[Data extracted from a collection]

>>>>>

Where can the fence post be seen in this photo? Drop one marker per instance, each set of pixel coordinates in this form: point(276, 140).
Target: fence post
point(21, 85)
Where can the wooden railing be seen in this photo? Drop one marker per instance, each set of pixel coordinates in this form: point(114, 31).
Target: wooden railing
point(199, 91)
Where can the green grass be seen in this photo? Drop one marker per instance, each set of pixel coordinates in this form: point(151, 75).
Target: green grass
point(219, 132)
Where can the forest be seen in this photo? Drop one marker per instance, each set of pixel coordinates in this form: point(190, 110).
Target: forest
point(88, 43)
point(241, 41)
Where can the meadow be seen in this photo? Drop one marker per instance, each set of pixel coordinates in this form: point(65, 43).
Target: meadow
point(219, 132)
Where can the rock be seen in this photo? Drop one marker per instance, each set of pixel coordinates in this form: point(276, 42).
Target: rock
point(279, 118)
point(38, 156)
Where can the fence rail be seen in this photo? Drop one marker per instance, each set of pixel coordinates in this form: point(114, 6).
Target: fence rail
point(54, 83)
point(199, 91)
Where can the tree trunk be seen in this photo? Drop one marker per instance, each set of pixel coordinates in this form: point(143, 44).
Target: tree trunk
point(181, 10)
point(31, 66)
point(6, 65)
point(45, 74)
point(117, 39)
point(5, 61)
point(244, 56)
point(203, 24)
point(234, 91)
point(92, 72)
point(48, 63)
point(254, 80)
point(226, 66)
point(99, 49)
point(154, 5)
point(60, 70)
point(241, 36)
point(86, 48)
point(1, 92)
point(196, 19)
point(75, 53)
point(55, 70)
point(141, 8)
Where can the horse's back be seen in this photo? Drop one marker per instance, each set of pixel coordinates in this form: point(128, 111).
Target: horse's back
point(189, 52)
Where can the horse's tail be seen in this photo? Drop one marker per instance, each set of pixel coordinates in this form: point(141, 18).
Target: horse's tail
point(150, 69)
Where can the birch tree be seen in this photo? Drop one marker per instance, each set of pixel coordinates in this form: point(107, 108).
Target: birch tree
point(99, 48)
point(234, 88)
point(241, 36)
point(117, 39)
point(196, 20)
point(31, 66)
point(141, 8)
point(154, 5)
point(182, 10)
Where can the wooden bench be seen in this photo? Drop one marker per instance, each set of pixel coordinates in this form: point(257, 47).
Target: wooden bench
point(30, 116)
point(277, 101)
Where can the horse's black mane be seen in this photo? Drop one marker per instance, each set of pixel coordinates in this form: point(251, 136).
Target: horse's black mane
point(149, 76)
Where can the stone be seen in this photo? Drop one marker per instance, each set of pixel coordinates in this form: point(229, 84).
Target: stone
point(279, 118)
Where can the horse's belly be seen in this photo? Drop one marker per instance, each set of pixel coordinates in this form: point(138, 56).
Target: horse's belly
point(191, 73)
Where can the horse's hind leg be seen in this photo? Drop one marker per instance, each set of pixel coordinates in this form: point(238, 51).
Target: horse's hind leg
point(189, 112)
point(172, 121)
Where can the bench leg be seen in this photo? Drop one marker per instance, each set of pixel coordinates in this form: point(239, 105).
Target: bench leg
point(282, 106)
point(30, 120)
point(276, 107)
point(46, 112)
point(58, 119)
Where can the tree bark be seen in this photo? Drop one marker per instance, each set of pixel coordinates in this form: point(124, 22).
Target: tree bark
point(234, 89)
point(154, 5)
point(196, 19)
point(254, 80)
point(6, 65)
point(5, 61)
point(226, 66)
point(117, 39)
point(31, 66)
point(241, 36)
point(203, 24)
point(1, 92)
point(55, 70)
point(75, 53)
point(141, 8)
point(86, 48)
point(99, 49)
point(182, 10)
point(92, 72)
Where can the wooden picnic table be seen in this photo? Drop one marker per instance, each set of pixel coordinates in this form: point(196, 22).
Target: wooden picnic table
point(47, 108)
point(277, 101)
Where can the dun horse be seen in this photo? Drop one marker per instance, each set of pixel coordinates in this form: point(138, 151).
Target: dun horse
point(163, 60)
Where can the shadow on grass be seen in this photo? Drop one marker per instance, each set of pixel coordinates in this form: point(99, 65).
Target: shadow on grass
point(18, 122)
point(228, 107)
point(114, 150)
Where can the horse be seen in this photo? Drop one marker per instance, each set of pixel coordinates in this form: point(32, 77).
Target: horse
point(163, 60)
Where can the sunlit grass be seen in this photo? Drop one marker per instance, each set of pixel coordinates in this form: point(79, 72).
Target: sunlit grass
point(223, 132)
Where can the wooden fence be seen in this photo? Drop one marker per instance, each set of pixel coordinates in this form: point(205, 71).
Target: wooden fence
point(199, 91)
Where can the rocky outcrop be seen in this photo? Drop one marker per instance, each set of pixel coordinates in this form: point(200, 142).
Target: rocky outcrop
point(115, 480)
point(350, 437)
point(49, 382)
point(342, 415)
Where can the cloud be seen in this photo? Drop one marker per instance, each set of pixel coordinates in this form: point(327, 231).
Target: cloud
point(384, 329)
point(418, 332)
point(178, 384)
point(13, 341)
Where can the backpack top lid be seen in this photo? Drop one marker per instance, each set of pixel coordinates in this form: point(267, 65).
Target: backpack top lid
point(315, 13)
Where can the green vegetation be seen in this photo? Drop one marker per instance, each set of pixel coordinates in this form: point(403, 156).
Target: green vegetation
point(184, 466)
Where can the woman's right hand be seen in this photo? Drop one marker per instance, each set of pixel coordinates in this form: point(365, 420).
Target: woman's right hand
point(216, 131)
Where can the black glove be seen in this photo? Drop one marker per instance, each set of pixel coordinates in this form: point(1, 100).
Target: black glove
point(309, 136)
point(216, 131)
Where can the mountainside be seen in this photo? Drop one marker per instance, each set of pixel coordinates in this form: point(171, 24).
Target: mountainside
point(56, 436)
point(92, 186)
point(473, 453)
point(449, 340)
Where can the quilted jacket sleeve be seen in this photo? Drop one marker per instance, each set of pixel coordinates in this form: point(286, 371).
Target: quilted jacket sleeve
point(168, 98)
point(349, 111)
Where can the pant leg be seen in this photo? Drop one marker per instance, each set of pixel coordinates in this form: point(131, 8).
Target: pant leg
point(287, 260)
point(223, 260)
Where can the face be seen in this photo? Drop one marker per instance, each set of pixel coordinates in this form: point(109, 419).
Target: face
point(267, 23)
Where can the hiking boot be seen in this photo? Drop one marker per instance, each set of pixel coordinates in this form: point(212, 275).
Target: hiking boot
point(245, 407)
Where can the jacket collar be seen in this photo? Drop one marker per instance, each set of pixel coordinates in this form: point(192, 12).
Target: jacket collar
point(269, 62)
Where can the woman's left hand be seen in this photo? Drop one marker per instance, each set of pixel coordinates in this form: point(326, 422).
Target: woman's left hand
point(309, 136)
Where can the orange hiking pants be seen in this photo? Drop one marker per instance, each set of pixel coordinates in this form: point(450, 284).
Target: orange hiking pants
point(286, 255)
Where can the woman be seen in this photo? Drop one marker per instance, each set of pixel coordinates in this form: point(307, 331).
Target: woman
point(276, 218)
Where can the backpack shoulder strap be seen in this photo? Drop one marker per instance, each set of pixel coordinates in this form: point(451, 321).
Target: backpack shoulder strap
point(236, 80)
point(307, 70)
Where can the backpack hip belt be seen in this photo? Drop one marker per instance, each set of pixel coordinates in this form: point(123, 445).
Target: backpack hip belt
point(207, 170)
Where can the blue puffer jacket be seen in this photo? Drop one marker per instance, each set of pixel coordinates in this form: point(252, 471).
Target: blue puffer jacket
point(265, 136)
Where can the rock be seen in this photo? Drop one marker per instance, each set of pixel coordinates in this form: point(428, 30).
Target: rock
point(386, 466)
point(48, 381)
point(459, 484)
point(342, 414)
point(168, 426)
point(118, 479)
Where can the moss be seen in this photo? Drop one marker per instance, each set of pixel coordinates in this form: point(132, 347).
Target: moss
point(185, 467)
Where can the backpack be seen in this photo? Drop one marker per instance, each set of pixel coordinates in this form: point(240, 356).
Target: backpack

<<<<<

**Exercise requirements**
Reprint exactly the lines above that start at the one with "Target: green vegetation" and end at the one with "Where can the black", keeping both and adding none.

**Task response**
Target: green vegetation
point(184, 466)
Where can the woman's right hand be seen in this photo? Drop one marker per instance, each set of pixel coordinates in this form: point(365, 420).
Target: woman's right hand
point(216, 131)
Where can the black glove be seen in this photo? Drop one marker per instance, each set of pixel coordinates in this form: point(1, 100).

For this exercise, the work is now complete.